* Énoncé 1: Recopiez sans rien changer les lignes enregistrées, de celle qui contient « If you could locate the man's left » jusqu'à la dernière, toutes deux comprises.

* Texte source:

Je tournai ma chaise vers le feu et tombai dans un demi-sommeil.
De nouveau, les atomes s'agitèrent devant mes yeux [...]
De longues chaînes, souvent associées de façon
plus serrée, étaient toutes en mouvement, s'entrelaçant
et se tortillant comme des serpents. Mais attention, qu'était-ce
que cela ? Un des serpents avait saisi sa propre queue, et cette
forme tournoyait de façon moqueuse devant mes yeux. Je m'éveillai
en un éclair [...] August Kekulé von Stradonitz,
fondateur de la chimie du carbone, ou chimie organique, était
non seulement un grand rêveur, mais aussi un récidiviste.
Déjà, en 1858, la structure des molécules organiques
lui était venue en rêvassant. En 1865, c'est en somnolant
devant un feu qu'il " voit " celle, cyclique, du benzène.
On comprend mal que les universités allemandes n'aient pas
aussitôt institué des cours obligatoires de sieste
créative - avec travaux pratiques puisque apparemment la
découverte onirique réclame un certain entraînement.

* Lignes enregistrées:
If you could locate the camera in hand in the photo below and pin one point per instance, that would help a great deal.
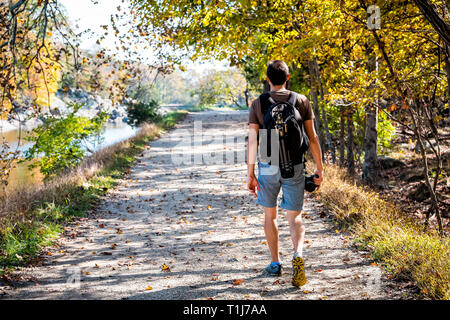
(310, 186)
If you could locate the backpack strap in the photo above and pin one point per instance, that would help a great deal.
(293, 99)
(264, 99)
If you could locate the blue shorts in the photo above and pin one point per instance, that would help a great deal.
(270, 183)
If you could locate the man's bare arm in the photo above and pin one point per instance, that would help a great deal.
(252, 182)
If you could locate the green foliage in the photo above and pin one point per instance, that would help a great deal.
(21, 241)
(394, 239)
(60, 143)
(221, 87)
(140, 112)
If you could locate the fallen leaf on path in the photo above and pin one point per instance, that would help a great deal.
(165, 268)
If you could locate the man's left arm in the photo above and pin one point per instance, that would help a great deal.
(315, 150)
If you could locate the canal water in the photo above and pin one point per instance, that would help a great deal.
(22, 176)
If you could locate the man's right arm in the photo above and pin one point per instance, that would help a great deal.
(252, 181)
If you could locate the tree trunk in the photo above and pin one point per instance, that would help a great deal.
(350, 156)
(329, 141)
(318, 122)
(266, 86)
(431, 189)
(246, 97)
(370, 168)
(342, 137)
(447, 66)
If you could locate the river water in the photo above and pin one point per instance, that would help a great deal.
(22, 176)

* Énoncé 2: D'après l'extrait sur Kekulé, en quelle année la structure des molécules organiques lui est-elle venue en rêvassant ?

* Réponse finale 1:
If you could locate the man's left arm in the photo above and pin one point per instance, that would help a great deal.
(315, 150)
If you could locate the canal water in the photo above and pin one point per instance, that would help a great deal.
(22, 176)
If you could locate the man's right arm in the photo above and pin one point per instance, that would help a great deal.
(252, 181)
If you could locate the tree trunk in the photo above and pin one point per instance, that would help a great deal.
(350, 156)
(329, 141)
(318, 122)
(266, 86)
(431, 189)
(246, 97)
(370, 168)
(342, 137)
(447, 66)
If you could locate the river water in the photo above and pin one point per instance, that would help a great deal.
(22, 176)

* Réponse finale 2: En 1858.